PROBLEMS ▸
1. Answer these about the deer forum thread:
(a) What time was it when bullybabe took the picture of the deer?
(b) How many deer does MY MIKADO say were seen along the road coming home from dog class?
(c) What did chic4pits's dad get this past weekend?
2. Could you carry the deer forum thread forward from its last post, writing what comes next?

TEXT EXTRACT ▸

>>>

# Look what was in my yard.



## bullybabe (Mar 2, 2006)

Deer. I always see deer walking around my neighborhood. Don't know if its because deer hunting season is in or what. Our houses aren't that far apart and my nieghborhood has hundreds of houses in it. I alwys see does never any bucks. It could be one or it could be four. I just happen to look out front door and saw them. They have also been in my backyard. Luke loves to chase them..lol. The pic is dark it was about 10pm. I turn the flash off because I took it through my living room window.


----------



## OldFortKennels (Mar 10, 2006)

Yeah you NEVER see bucks! Just think what you could have done with a bow!!!


----------



## bullybabe (Mar 2, 2006)

Funny thing is my husband has one right in the closet...lol. NO liscense though.


----------



## MY MIKADO (Apr 7, 2006)

They are so pretty! 

Monday night coming home from dog class was terrible. We must of seen 40-50 deer along the road. It is so dark up here by 7:00pm it is hard to see them. I have to come home tonight from wrk at 10:00 it takes about an hour cause of all the deer.


----------



## BedlamBully (Jun 6, 2008)

Just put in for a Doe tag OFK! lol

I get deer in the field behind the house all the time. I think the dogs deter them from actually coming in the yard.


----------



## OldFortKennels (Mar 10, 2006)

Oh I got some, and Saturday morning will find me high in a tree just waiting to cash it in!


----------



## chic4pits (Aug 25, 2008)

aww.those are so pretty i love deer..yummy for the tummy, my dad got a doe this past weekend. 
and i say let luke get him a deer! he wouldn't know what to do he'd be having so much fun! *laughs* he'd be a really proud boy tho!


----------



## bullybabe (Mar 2, 2006)

MY MIKADO said:


> They are so pretty!
> 
> Monday night coming home from dog class was terrible. We must of seen 40-50 deer along the road. It is so dark up here by 7:00pm it is hard to see them. I have to come home tonight from wrk at 10:00 it takes about an hour cause of all the deer.

<<<

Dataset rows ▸
>>>

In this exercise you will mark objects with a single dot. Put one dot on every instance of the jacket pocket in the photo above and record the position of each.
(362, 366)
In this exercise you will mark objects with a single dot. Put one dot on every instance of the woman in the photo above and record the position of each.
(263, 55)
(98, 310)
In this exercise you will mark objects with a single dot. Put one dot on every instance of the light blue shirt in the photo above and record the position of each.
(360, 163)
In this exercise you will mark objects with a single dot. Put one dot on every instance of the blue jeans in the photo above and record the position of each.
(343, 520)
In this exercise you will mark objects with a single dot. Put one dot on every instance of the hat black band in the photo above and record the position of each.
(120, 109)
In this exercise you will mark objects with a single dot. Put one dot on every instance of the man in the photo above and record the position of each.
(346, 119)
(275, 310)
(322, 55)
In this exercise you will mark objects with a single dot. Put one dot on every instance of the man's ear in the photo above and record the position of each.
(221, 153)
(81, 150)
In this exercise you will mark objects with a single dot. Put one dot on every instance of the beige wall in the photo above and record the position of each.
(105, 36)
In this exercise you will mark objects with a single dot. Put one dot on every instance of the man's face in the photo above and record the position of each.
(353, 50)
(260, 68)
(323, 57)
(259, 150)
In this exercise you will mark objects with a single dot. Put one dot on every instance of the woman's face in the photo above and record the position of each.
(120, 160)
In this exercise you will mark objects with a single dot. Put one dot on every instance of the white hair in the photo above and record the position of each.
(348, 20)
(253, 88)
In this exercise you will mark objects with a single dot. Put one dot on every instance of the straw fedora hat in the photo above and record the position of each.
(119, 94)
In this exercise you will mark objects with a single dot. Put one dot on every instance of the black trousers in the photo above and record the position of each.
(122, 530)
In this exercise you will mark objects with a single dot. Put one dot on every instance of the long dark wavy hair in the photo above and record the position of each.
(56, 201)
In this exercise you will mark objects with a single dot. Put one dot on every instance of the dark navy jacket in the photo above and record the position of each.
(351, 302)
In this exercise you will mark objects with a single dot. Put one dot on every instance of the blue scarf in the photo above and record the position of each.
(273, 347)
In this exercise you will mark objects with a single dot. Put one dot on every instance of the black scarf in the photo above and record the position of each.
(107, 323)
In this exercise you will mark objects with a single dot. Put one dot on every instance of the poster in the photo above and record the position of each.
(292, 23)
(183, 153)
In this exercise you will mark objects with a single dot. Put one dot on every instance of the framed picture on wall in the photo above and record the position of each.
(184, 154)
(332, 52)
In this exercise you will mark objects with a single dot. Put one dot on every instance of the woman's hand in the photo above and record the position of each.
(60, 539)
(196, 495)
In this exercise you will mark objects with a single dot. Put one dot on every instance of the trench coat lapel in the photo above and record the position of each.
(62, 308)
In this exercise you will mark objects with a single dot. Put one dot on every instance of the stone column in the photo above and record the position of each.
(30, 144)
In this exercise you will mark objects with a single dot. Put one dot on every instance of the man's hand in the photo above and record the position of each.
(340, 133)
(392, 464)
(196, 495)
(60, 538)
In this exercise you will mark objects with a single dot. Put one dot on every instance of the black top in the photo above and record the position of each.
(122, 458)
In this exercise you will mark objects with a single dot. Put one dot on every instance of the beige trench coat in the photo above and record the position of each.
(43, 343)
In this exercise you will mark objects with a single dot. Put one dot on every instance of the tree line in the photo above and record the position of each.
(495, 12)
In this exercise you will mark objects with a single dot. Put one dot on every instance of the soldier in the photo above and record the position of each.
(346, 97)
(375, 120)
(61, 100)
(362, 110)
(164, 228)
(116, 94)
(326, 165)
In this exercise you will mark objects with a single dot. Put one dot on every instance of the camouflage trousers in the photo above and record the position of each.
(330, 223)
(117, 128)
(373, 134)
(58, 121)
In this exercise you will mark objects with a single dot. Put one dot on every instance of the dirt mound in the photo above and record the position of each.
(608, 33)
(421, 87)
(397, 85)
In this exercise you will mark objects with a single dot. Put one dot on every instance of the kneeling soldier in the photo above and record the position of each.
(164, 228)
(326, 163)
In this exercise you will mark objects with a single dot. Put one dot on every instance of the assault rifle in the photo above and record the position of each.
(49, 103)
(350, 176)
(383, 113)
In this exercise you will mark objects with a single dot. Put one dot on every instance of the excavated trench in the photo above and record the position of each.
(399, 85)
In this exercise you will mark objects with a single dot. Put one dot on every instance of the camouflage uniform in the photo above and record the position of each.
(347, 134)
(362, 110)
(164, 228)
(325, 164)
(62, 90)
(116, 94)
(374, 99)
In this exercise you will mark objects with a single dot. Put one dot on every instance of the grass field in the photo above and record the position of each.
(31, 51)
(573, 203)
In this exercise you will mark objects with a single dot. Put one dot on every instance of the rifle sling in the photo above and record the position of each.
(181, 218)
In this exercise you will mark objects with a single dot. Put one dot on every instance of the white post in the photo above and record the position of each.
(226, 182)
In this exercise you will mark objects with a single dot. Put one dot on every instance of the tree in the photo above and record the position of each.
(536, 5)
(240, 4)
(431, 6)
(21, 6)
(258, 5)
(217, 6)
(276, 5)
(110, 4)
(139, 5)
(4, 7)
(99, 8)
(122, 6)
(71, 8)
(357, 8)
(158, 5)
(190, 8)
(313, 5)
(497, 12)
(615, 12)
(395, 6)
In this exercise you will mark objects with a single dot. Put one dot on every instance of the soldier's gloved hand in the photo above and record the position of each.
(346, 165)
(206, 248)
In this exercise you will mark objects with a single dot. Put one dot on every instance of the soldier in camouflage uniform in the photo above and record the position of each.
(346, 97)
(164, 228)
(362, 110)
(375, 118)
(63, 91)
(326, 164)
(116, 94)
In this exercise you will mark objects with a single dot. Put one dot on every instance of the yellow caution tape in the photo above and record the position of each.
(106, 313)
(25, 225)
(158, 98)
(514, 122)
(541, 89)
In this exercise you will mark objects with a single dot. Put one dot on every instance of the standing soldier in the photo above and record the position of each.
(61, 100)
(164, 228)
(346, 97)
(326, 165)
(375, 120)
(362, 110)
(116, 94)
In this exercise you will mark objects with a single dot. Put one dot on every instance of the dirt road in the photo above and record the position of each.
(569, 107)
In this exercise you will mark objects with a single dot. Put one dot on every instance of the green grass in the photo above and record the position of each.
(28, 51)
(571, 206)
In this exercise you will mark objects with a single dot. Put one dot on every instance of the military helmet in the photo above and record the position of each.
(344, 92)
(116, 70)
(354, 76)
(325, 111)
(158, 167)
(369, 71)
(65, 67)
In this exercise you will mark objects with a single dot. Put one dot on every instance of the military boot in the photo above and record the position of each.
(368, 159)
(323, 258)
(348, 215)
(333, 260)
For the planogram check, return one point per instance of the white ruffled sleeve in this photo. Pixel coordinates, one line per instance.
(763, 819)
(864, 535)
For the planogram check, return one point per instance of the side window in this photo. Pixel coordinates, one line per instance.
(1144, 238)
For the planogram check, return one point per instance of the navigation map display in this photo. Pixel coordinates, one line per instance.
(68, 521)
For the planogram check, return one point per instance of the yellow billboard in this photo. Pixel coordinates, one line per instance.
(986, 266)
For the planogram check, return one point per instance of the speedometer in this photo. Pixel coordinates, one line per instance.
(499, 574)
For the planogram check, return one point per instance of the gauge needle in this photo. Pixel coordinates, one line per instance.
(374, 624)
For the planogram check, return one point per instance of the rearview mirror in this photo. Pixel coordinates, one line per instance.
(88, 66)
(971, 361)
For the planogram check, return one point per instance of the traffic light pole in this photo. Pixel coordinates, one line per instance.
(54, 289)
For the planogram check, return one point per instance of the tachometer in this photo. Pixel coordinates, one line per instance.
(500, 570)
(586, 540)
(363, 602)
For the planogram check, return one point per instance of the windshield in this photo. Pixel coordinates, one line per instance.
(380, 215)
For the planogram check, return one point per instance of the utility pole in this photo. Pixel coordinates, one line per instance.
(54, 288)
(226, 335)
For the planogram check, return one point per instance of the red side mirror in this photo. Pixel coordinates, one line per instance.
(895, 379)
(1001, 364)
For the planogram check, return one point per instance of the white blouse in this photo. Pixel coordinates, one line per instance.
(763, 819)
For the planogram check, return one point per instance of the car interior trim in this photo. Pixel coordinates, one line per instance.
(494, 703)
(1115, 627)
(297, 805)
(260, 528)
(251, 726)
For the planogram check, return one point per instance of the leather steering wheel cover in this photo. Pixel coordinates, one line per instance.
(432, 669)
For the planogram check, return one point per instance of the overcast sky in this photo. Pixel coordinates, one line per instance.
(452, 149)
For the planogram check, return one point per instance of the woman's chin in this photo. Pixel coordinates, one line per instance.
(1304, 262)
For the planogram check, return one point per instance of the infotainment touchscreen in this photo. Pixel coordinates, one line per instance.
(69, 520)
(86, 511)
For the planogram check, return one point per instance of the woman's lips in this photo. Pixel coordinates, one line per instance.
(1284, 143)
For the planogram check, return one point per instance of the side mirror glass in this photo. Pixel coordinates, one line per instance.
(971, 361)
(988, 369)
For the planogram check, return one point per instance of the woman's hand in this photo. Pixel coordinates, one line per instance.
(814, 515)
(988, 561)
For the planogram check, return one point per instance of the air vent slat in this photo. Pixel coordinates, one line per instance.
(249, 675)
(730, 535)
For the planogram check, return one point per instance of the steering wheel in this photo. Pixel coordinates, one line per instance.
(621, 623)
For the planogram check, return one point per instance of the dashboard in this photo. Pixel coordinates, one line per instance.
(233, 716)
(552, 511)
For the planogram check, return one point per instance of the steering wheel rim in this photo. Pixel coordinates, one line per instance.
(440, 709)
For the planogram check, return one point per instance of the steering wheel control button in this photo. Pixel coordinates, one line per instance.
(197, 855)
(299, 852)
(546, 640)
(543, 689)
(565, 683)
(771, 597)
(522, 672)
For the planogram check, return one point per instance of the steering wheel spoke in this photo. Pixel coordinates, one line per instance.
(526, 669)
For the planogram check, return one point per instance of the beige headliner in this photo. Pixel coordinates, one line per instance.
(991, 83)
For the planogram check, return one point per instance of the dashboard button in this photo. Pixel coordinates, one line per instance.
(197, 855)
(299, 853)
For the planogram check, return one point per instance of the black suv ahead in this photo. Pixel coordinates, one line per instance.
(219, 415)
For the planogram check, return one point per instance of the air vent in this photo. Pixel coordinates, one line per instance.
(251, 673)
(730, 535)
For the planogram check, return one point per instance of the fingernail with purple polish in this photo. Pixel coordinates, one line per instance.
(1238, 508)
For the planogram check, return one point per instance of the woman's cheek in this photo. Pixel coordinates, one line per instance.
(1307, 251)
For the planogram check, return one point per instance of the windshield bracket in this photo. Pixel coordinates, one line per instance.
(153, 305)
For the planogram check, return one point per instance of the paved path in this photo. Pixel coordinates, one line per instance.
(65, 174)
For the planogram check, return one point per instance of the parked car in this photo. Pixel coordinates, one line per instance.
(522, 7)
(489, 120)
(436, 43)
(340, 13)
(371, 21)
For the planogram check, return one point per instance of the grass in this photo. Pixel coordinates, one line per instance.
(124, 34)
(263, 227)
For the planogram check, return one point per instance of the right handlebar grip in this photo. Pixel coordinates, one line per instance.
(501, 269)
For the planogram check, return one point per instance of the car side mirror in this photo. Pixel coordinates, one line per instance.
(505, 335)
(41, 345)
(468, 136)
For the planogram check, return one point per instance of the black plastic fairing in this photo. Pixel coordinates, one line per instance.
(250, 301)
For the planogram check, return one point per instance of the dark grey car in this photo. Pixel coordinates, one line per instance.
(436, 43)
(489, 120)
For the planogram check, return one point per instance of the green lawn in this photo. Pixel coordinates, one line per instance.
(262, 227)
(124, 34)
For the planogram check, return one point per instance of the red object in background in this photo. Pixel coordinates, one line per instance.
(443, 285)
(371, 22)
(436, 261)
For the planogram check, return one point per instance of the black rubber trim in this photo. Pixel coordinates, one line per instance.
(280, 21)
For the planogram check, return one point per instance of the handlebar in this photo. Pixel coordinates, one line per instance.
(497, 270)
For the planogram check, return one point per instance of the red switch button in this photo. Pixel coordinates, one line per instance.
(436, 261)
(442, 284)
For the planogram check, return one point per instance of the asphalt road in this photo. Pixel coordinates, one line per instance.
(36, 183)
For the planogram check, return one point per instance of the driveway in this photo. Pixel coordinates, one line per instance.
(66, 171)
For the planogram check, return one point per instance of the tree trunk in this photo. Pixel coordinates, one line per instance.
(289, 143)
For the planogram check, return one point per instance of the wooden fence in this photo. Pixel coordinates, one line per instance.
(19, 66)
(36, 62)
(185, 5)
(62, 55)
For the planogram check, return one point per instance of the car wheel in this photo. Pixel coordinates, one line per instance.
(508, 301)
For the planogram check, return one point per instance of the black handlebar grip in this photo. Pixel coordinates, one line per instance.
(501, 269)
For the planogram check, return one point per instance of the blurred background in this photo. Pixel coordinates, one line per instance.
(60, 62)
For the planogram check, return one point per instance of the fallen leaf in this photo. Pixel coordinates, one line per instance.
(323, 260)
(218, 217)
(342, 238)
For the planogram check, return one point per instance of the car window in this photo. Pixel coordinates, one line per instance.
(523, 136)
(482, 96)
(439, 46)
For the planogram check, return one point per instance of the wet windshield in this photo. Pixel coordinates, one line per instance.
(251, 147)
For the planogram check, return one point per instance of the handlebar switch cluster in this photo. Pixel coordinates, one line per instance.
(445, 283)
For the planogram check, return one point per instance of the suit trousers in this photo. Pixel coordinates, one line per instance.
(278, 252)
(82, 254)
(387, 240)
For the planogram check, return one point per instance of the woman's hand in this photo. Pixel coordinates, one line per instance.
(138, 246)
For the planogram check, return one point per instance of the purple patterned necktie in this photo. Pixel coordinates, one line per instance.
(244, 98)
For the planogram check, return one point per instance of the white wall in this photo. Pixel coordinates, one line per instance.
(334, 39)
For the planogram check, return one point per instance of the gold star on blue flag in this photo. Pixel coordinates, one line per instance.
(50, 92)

<<<

ANSWERS TO EACH TASK ▸
1.
(a) About 10pm.
(b) 40-50 deer.
(c) A doe.

2.
I have seen alot as well. They have no place to go. I come home late at night too, working in retail and all and I always see them on the edge of the woods.


----------



## chic4pits (Aug 25, 2008)

isn't that so sad ...our animals have no where to go anymore, and they wonder why there have been so many things going on with the animals attacking ppl and stuff like that..what do they expcet..their leveling thier homes..where are they to go? that's why i love the country...everything is where it should be. its just sad, that hurts my heart..


----------



## bahamutt99 (May 14, 2008)

I am craving venison so bad. Yum.


----------



## Coletrain (Oct 26, 2008)

I read the title of this post and was scared to click on it. Having 7 dogs and knowing what is in my yard...well you know.....


----------



## MetalGirl30 (Apr 15, 2008)

They would look nicer wrapped up in my freezer!!!


----------



## egarciaz79 (Nov 4, 2008)

wow over here in texas i c those a lot ...


----------



## maggiesmommie (Jul 17, 2007)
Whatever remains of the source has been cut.